= To be done =
a) Please answer these questions using the Blowup location notes:
(i) Which actor was the role of Thomas earmarked for?
(ii) Which street lies immediately south of Economist Plaza?
(iii) What is the street address given for the Economist Building?
b) Extend the Blowup location notes, picking up right after their final sentence.

= Source excerpt =
━━━

Blowup | 1966
Antonioni’s landmark mystery, with photographer Thomas (David Hemmings, in a role earmarked for Terence Stamp) accidentally capturing something suspicious on film, was a clear inspiration for both Francis Ford Coppolas The Conversation and Brian de Palmas Blow Out. It certainly captures the spirit of the time, re-inventing the fashion photographer as rockstar, and featuring an early performance by The Yardbirds (a cameo earmarked for The Who – hence the unexplained guitar smashing).
Economist Plaza, a hidden courtyard immediately north of Ryder Street,off Piccadilly in London’s West End, housing the tower block of the Economist magazine offices, featured in two iconic scenes of Sixties cinema. It appears deceptively large as the rather creepy white-face students career around the tiny space in a truck at the beginning of the movie.
In Michael Winner’s 1967 satire I’ll Never Forget What’s’is Name, advertising exec Quint (Oliver Reed) famously quits the rat race by taking an axe to his desk. The office of Orson Welles’s ‘Lute Corporation’, where Quint acts out every disenchanted office worker’s fantasy, is the Economist Building, 25 St James’s Street.

━━━

= Data section =
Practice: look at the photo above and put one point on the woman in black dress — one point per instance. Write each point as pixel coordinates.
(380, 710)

━━━

= Answers to each task =
a)
(i) Terence Stamp
(ii) Ryder Street
(iii) 25 St James's Street

b)
Beneath the railway arch over Consort Road, just east of Peckham Rye Station, southeast London, Thomas mingles with the down-and-out dosshouse dwellers, before leaping into his Rolls Royce.
But it was in El Blason, 8-9 Blacklands Terrace, a recently-closed Spanish restaurant off the King’s Road in Chelsea, that he shows the portfolio of images of the working class men to his publisher Ron (Peter Bowles). The premises is now home to The Five Fields restaurant.
The eerie park in which Thomas may or may not have photographed something suspicious is Maryon Park, south of Woolwich Road, SE7 (rail: Woolwich Dockyard, from London Charing Cross). The visually exacting Antonioni notoriously manipulated reality to achieve his desired look, painting paths black and grass green.
The bushes, where the ‘body’ was hidden, were added, and houses overlooking the park were false flats. The tennis court, where students mimed the surreal tennis match in the park, is still there, unchanged.
The antique shop (it was a grocery store) was in Clevely Close, at the park’s northeast corner. It’s since been demolished and the corner redeveloped.
Thomas’ studio scenes filmed in the studio of Vogue photographer John Cowans, 49 Princes Place, off Princedale Road, Notting Hill, although the exterior is nearby 77 Pottery Lane, W11, next to the (closed) Earl of Zetland pub, north of Holland Park Avenue (tube: Holland Park, Central Line)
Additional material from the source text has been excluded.